:: CONJUNTO DE TAREFAS ::
(a) Enumere, pela ordem em que surgem, todos os nomes geográficos (rios, países e localidades) citados no texto sobre a falta de água no Tejo. Exclua os que só aparecem dentro do nome de uma instituição.
(b) Retome o texto sobre a falta de água no Tejo, prosseguindo a partir da última frase apresentada.

··· TEXTO FORNECIDO ···

Há cada vez menos água no Tejo, um fenómeno também decorrente das alterações climáticas, com períodos de seca e a crescente poluição. “O rio está muito desequilibrado, o peixe continua a passar nas alturas próprias como a lampreia ou o robalo, mas há cada vez menos”. Os caudais ecológicos “não são respeitados”. “Vocês sabem que eu vivo da natureza. O ministro do Ambiente não percebe nada daquilo que é o trabalho dele. Espanha tem os caudais ecológicos para enviar. O rio está todo seco em algumas zonas. No verão, Espanha enviou água, mas Portugal não apanhou nem um litro.” Filipe Ribeiro, biólogo e investigador do MARE – Centro de Ciências do Mar e do Ambiente da Faculdade de Ciências da Universidade de Lisboa acrescenta que o transvase de Espanha para o Tejo e Segura “retira uma grande quantidade ao caudal natural do rio e isso faz com que acabemos por ter menos água disponível, tendo em conta que cada vez tem chovido menos, e acaba por existir maior incerteza”. A cunha salina do rio está a aumentar e com isso aumenta a proliferação de espécies como o robalo, menos pronunciada até há algum tempo. “Temos uma espécie de invasão marinha atendendo à falta de água. Este efeito antes verificava-se em zonas de Vila Franca ou Póvoa e agora acontece mais a norte”.

··· LINHAS DE DADOS ···

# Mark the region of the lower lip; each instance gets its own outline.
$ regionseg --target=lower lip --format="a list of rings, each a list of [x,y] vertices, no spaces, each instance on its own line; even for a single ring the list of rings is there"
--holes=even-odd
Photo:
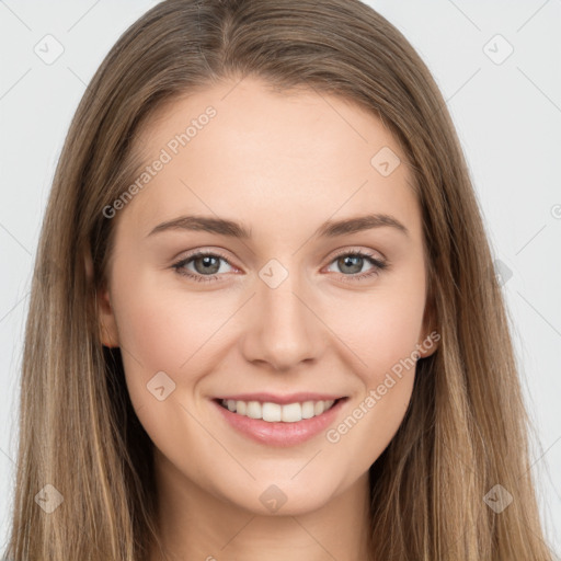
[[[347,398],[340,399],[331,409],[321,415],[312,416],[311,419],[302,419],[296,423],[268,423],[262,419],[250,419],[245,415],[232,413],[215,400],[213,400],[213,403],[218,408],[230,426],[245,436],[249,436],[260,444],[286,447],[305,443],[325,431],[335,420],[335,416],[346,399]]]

···
··· LINHAS DE DADOS ···

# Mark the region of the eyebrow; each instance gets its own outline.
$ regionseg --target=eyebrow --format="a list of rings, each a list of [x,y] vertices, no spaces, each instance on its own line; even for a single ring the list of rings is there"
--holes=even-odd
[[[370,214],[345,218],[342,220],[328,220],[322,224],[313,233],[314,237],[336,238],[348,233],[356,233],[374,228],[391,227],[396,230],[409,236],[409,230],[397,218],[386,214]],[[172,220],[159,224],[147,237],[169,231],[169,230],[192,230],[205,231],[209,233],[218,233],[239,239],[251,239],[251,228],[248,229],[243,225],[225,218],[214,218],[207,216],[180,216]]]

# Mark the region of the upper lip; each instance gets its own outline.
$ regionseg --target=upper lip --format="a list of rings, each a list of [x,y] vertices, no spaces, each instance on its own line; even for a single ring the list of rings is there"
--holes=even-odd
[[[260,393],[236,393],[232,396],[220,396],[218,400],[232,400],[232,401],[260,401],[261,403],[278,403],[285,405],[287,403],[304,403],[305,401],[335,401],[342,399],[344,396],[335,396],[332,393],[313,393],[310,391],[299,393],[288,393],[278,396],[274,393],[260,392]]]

···
··· LINHAS DE DADOS ···

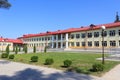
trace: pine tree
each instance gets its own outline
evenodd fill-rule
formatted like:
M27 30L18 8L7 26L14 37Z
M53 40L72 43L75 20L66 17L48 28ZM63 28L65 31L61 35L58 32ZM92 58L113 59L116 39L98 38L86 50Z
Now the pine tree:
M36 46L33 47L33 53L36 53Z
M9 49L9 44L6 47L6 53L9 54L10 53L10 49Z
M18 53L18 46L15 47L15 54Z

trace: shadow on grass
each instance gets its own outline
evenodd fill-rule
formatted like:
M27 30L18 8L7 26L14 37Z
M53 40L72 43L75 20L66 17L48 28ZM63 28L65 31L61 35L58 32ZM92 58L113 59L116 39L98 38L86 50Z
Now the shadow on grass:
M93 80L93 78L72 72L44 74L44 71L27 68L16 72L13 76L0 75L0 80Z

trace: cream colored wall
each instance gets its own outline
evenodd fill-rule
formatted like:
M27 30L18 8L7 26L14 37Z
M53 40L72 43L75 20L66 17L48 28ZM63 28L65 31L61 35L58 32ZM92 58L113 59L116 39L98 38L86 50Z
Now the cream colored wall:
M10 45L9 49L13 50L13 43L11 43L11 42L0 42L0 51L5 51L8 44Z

···

:: RESPOSTAS ÀS TAREFAS ::
(a) Tejo, Espanha, Portugal, Segura, Vila Franca, Póvoa

(b)
Novas espécies têm invadido o Tejo como o siluro “que é uma espécie predadora, que se alimenta de outros peixes, e que mais parecem burros, porque apresentam um peso desmesurado” demonstra João Lobo. “Uma prima minha das Caneiras apanhou um enorme, nem conseguia metê-lo no barco”. Trata-se de uma espécie que pode chegar aos 50 quilos, e que foi introduzida por estrangeiros no Tejo, que facilmente se adaptou ao rio. “Um cientista quis fazer uma experiência e sinceramente a mim não me agrada que esse peixe ande por aí. Na América, a espécie já levou lagos à extinção” diz João Lobo. O lúcioperca é outra espécie invasora exótica e recente, “mas excelente para se comer, é um espetáculo”.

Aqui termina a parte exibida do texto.